What this task involves =
Every line in the data below that holds "gray" should be found and copied.

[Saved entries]

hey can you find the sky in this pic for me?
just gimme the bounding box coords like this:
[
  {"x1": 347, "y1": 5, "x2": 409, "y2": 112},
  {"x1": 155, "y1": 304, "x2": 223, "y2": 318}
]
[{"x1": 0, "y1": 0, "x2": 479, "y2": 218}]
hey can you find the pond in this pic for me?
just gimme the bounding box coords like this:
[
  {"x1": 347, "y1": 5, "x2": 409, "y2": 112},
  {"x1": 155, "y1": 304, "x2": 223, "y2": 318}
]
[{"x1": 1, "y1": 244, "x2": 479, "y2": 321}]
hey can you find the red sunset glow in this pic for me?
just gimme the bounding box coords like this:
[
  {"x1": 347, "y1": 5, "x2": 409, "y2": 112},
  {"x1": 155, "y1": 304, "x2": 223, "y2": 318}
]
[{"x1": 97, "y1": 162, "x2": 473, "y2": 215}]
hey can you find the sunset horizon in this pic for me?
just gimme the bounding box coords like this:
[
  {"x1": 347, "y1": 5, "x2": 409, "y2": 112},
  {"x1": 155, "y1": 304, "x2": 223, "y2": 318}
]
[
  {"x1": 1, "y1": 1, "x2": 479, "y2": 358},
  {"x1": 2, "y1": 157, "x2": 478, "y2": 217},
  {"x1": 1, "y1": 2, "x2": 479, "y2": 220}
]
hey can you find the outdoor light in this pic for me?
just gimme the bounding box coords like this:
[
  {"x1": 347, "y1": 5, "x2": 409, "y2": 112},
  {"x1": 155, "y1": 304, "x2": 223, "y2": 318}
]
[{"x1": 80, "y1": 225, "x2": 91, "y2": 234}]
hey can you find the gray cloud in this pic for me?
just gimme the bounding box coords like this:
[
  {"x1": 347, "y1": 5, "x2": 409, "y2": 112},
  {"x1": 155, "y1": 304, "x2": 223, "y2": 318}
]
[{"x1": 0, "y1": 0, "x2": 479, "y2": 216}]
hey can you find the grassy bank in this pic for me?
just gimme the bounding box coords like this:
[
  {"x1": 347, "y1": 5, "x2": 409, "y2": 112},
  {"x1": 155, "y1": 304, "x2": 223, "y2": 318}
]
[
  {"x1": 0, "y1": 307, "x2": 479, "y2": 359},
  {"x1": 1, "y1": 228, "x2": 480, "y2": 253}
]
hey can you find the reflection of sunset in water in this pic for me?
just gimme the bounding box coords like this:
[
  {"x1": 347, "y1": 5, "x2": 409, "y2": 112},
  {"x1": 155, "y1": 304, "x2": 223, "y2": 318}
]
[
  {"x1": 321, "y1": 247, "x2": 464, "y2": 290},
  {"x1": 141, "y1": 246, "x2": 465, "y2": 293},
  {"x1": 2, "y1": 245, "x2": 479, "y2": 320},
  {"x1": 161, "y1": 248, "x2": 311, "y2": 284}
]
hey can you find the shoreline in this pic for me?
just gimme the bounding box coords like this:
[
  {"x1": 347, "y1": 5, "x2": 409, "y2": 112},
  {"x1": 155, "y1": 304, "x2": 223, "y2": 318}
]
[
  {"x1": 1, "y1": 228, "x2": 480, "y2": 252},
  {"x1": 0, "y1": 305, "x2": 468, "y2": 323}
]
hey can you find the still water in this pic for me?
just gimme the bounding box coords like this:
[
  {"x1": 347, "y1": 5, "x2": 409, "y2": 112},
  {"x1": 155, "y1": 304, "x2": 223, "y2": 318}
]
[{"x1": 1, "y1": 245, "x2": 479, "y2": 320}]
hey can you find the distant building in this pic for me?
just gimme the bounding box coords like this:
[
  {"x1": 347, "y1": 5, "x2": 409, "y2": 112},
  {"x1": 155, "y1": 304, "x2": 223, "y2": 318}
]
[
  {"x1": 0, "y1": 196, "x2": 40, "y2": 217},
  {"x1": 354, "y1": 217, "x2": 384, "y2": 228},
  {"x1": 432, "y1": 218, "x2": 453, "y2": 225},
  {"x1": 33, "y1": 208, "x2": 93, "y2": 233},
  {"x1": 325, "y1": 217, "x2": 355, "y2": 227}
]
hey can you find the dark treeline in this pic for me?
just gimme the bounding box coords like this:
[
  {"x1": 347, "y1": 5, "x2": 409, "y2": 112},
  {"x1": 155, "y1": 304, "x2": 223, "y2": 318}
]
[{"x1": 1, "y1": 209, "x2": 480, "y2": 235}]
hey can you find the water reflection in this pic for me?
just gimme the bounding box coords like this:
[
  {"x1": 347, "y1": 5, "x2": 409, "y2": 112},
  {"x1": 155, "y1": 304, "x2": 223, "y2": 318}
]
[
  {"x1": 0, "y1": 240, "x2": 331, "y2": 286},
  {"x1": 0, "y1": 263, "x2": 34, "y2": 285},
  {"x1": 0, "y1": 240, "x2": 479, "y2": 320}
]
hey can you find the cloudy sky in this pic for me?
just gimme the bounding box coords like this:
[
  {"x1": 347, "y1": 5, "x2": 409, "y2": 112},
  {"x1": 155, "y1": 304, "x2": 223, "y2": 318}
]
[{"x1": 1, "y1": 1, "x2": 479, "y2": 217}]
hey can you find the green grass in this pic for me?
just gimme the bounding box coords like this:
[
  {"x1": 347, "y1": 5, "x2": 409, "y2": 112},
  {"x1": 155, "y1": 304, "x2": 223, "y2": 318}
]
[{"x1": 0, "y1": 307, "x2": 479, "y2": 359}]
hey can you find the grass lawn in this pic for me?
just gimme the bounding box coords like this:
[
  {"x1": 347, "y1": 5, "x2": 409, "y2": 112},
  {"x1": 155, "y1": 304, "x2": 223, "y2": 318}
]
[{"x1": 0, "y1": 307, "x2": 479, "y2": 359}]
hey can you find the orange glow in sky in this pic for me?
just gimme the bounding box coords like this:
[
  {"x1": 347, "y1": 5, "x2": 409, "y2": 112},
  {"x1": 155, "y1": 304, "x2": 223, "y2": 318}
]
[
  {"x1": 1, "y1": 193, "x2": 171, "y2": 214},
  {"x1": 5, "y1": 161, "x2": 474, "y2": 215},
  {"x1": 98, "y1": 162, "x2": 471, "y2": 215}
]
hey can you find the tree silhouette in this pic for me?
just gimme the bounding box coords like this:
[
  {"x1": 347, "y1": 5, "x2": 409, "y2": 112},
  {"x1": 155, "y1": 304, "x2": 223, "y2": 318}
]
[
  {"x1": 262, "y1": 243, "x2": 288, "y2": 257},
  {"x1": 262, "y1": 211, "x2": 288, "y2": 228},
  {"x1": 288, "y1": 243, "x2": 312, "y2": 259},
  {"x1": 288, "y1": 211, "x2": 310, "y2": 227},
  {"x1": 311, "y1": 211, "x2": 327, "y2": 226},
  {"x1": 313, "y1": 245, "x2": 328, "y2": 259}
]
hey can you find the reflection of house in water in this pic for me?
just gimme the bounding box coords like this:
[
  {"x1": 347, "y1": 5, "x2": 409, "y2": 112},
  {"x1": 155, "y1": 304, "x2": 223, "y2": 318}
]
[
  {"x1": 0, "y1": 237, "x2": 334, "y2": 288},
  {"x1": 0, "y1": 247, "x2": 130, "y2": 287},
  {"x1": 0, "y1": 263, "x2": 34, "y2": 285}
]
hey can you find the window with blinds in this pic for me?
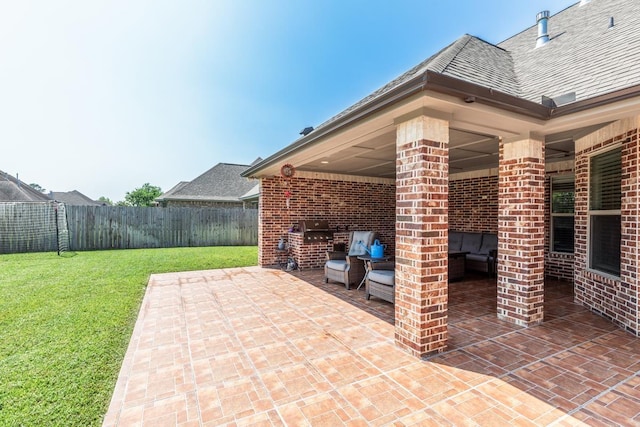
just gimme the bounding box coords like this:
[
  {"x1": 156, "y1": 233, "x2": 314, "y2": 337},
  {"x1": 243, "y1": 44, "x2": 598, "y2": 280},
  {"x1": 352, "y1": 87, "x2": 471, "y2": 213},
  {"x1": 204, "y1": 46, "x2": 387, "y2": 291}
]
[
  {"x1": 551, "y1": 176, "x2": 574, "y2": 253},
  {"x1": 589, "y1": 147, "x2": 621, "y2": 276}
]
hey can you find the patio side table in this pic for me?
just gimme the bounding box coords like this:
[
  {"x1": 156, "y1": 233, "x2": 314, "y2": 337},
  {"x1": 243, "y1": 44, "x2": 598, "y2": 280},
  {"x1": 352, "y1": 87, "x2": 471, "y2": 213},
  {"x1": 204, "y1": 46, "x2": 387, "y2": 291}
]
[
  {"x1": 356, "y1": 255, "x2": 392, "y2": 290},
  {"x1": 448, "y1": 251, "x2": 468, "y2": 281}
]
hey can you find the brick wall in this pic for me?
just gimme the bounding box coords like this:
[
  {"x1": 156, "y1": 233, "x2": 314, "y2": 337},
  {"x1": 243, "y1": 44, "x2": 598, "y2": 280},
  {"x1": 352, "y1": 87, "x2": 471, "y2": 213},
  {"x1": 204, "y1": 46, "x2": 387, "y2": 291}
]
[
  {"x1": 449, "y1": 176, "x2": 498, "y2": 233},
  {"x1": 574, "y1": 119, "x2": 639, "y2": 335},
  {"x1": 259, "y1": 176, "x2": 395, "y2": 267},
  {"x1": 261, "y1": 161, "x2": 580, "y2": 283},
  {"x1": 451, "y1": 171, "x2": 575, "y2": 280},
  {"x1": 288, "y1": 231, "x2": 350, "y2": 269}
]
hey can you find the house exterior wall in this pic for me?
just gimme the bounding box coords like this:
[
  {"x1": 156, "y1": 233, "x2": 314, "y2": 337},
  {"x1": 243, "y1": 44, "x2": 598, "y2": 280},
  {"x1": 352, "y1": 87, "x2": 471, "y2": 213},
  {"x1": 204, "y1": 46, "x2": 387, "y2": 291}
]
[
  {"x1": 259, "y1": 176, "x2": 395, "y2": 267},
  {"x1": 449, "y1": 175, "x2": 498, "y2": 233},
  {"x1": 261, "y1": 171, "x2": 577, "y2": 278},
  {"x1": 450, "y1": 171, "x2": 576, "y2": 280},
  {"x1": 574, "y1": 117, "x2": 640, "y2": 335}
]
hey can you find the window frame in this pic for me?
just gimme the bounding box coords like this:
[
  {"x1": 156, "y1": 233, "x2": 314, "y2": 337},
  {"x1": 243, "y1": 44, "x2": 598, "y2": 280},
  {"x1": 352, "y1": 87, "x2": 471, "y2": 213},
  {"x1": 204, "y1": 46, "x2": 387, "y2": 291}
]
[
  {"x1": 550, "y1": 175, "x2": 575, "y2": 254},
  {"x1": 587, "y1": 145, "x2": 622, "y2": 278}
]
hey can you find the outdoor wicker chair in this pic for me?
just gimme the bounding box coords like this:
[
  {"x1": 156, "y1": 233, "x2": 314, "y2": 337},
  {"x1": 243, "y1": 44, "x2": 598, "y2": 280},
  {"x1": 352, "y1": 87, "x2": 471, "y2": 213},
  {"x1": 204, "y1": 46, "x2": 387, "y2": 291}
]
[
  {"x1": 365, "y1": 261, "x2": 395, "y2": 303},
  {"x1": 324, "y1": 231, "x2": 377, "y2": 289}
]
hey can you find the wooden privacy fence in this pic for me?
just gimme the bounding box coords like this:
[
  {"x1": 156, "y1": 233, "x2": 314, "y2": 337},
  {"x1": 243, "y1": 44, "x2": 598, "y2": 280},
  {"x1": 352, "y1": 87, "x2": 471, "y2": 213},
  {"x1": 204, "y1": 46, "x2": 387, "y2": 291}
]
[
  {"x1": 0, "y1": 202, "x2": 61, "y2": 254},
  {"x1": 66, "y1": 206, "x2": 258, "y2": 250},
  {"x1": 0, "y1": 203, "x2": 258, "y2": 253}
]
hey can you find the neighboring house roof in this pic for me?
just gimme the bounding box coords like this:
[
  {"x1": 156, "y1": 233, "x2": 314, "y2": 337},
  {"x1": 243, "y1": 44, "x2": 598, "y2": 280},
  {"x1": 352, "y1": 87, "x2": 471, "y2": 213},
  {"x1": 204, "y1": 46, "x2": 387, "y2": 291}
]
[
  {"x1": 239, "y1": 184, "x2": 260, "y2": 202},
  {"x1": 159, "y1": 181, "x2": 190, "y2": 199},
  {"x1": 157, "y1": 159, "x2": 262, "y2": 203},
  {"x1": 244, "y1": 0, "x2": 640, "y2": 178},
  {"x1": 0, "y1": 171, "x2": 51, "y2": 202},
  {"x1": 49, "y1": 190, "x2": 102, "y2": 206}
]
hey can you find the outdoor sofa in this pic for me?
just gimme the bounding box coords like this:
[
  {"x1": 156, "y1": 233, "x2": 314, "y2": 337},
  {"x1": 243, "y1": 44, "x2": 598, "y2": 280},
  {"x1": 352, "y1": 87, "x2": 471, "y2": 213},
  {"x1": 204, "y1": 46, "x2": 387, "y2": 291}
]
[{"x1": 449, "y1": 231, "x2": 497, "y2": 274}]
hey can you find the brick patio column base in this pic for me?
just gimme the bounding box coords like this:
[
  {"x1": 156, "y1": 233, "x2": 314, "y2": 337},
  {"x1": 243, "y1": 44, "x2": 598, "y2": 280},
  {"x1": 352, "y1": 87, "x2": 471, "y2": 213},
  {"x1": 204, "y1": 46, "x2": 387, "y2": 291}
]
[
  {"x1": 497, "y1": 134, "x2": 545, "y2": 326},
  {"x1": 395, "y1": 112, "x2": 449, "y2": 357}
]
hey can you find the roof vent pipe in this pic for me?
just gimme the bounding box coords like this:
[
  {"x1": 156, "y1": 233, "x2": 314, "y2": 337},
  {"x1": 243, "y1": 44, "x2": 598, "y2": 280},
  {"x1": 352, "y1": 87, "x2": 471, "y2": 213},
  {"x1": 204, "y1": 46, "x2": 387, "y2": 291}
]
[
  {"x1": 299, "y1": 126, "x2": 314, "y2": 136},
  {"x1": 536, "y1": 10, "x2": 550, "y2": 48}
]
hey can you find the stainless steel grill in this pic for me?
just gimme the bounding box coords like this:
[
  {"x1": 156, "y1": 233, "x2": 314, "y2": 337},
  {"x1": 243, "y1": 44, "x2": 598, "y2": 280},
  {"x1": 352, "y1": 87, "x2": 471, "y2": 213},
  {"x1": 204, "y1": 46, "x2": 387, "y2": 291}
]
[{"x1": 299, "y1": 220, "x2": 333, "y2": 243}]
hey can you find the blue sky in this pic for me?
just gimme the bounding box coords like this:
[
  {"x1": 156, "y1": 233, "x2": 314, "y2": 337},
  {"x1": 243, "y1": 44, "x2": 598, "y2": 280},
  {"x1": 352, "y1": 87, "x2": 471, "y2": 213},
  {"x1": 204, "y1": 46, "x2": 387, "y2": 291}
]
[{"x1": 0, "y1": 0, "x2": 576, "y2": 202}]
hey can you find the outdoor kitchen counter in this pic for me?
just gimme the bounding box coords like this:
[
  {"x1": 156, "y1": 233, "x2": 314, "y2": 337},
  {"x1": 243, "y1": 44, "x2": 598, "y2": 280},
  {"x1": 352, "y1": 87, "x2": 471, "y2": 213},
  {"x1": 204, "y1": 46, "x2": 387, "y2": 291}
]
[{"x1": 288, "y1": 231, "x2": 350, "y2": 269}]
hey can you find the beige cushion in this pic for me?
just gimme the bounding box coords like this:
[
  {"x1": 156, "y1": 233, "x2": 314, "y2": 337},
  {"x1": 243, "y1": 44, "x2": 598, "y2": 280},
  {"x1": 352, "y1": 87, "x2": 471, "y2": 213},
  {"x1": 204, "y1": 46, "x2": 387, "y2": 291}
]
[
  {"x1": 368, "y1": 270, "x2": 394, "y2": 286},
  {"x1": 326, "y1": 260, "x2": 348, "y2": 271}
]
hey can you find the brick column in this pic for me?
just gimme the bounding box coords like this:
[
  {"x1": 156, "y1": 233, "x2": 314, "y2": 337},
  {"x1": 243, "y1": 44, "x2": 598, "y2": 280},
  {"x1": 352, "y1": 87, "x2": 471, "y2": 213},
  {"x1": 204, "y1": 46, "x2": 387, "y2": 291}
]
[
  {"x1": 497, "y1": 134, "x2": 545, "y2": 326},
  {"x1": 395, "y1": 113, "x2": 449, "y2": 357}
]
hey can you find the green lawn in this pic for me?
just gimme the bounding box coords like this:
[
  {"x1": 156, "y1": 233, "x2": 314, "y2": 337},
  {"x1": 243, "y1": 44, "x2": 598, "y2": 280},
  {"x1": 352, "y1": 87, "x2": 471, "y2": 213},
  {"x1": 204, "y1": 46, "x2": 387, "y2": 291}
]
[{"x1": 0, "y1": 247, "x2": 257, "y2": 426}]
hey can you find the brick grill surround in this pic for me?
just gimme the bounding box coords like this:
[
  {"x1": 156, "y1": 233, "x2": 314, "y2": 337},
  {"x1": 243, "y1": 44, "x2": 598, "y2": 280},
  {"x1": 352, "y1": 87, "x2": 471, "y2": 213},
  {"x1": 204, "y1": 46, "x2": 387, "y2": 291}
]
[
  {"x1": 259, "y1": 176, "x2": 395, "y2": 268},
  {"x1": 288, "y1": 231, "x2": 350, "y2": 269}
]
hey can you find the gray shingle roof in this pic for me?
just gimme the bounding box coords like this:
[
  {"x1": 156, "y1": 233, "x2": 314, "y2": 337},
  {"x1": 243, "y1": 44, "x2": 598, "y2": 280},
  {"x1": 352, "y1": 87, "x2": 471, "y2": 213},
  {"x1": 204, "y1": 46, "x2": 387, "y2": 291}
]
[
  {"x1": 239, "y1": 184, "x2": 260, "y2": 201},
  {"x1": 310, "y1": 0, "x2": 640, "y2": 133},
  {"x1": 158, "y1": 162, "x2": 260, "y2": 203},
  {"x1": 311, "y1": 36, "x2": 475, "y2": 131},
  {"x1": 160, "y1": 181, "x2": 190, "y2": 199},
  {"x1": 49, "y1": 190, "x2": 102, "y2": 206},
  {"x1": 444, "y1": 36, "x2": 520, "y2": 97},
  {"x1": 0, "y1": 171, "x2": 51, "y2": 202},
  {"x1": 499, "y1": 0, "x2": 640, "y2": 103}
]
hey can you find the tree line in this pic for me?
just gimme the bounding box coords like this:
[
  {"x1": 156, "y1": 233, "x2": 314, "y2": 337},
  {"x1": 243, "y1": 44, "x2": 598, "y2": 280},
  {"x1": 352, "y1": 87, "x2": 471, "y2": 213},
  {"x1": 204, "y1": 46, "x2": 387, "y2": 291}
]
[{"x1": 30, "y1": 183, "x2": 162, "y2": 207}]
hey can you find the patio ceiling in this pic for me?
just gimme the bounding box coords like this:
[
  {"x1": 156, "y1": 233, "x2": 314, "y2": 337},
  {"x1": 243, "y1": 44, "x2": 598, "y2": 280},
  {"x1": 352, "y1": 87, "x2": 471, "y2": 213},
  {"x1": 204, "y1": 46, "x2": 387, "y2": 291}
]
[{"x1": 293, "y1": 124, "x2": 599, "y2": 179}]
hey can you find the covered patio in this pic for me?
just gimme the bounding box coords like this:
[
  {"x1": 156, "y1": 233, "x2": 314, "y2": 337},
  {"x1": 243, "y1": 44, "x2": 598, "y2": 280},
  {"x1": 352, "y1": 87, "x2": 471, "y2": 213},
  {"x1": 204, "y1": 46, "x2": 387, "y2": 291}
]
[
  {"x1": 103, "y1": 267, "x2": 640, "y2": 426},
  {"x1": 243, "y1": 0, "x2": 640, "y2": 357}
]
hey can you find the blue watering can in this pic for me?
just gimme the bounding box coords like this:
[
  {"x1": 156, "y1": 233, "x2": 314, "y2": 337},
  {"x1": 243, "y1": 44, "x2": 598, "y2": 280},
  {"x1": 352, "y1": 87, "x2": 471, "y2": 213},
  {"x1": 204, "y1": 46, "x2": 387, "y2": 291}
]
[
  {"x1": 370, "y1": 239, "x2": 385, "y2": 258},
  {"x1": 358, "y1": 239, "x2": 386, "y2": 258}
]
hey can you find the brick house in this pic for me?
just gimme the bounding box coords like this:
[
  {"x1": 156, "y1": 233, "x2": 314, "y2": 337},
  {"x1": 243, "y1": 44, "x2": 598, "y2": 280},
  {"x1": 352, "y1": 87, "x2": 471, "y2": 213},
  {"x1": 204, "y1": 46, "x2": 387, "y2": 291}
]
[
  {"x1": 243, "y1": 0, "x2": 640, "y2": 357},
  {"x1": 0, "y1": 170, "x2": 51, "y2": 202},
  {"x1": 49, "y1": 190, "x2": 103, "y2": 206},
  {"x1": 156, "y1": 160, "x2": 261, "y2": 209}
]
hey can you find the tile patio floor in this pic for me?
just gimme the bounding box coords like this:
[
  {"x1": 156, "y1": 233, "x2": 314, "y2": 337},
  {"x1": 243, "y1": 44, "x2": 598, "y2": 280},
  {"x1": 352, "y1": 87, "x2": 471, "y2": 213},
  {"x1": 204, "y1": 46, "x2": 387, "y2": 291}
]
[{"x1": 103, "y1": 267, "x2": 640, "y2": 426}]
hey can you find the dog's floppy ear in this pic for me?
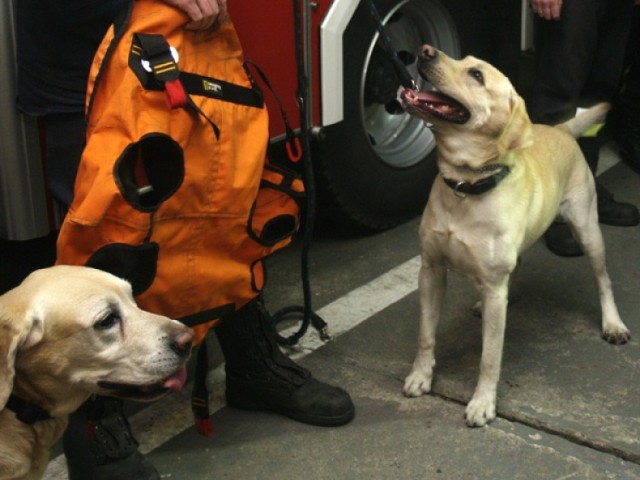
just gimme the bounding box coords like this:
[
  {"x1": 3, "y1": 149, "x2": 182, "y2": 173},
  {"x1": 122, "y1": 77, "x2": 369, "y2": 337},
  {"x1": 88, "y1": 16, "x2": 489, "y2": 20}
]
[
  {"x1": 0, "y1": 298, "x2": 45, "y2": 409},
  {"x1": 498, "y1": 89, "x2": 534, "y2": 154}
]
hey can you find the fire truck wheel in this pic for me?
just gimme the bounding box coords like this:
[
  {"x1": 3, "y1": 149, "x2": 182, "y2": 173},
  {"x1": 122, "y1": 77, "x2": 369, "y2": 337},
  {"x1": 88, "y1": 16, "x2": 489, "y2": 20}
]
[{"x1": 315, "y1": 0, "x2": 480, "y2": 233}]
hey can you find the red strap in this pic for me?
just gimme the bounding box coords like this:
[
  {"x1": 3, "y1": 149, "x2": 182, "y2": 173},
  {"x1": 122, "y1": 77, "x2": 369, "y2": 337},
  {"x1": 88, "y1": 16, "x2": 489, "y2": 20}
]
[
  {"x1": 286, "y1": 136, "x2": 302, "y2": 163},
  {"x1": 165, "y1": 79, "x2": 188, "y2": 109},
  {"x1": 194, "y1": 418, "x2": 214, "y2": 437}
]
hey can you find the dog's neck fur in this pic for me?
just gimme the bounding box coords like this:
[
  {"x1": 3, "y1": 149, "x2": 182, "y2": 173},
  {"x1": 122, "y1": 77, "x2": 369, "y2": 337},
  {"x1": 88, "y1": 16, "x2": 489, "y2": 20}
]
[
  {"x1": 432, "y1": 94, "x2": 532, "y2": 185},
  {"x1": 434, "y1": 133, "x2": 510, "y2": 183}
]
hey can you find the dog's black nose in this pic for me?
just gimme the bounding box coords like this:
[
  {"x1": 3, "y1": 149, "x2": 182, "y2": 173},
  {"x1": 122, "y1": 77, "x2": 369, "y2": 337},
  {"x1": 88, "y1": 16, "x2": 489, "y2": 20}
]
[
  {"x1": 170, "y1": 330, "x2": 193, "y2": 358},
  {"x1": 420, "y1": 44, "x2": 437, "y2": 61}
]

Problem solution =
hey can you find the gray cloud in this pic for me?
hey can you find the gray shingle roof in this pic for me?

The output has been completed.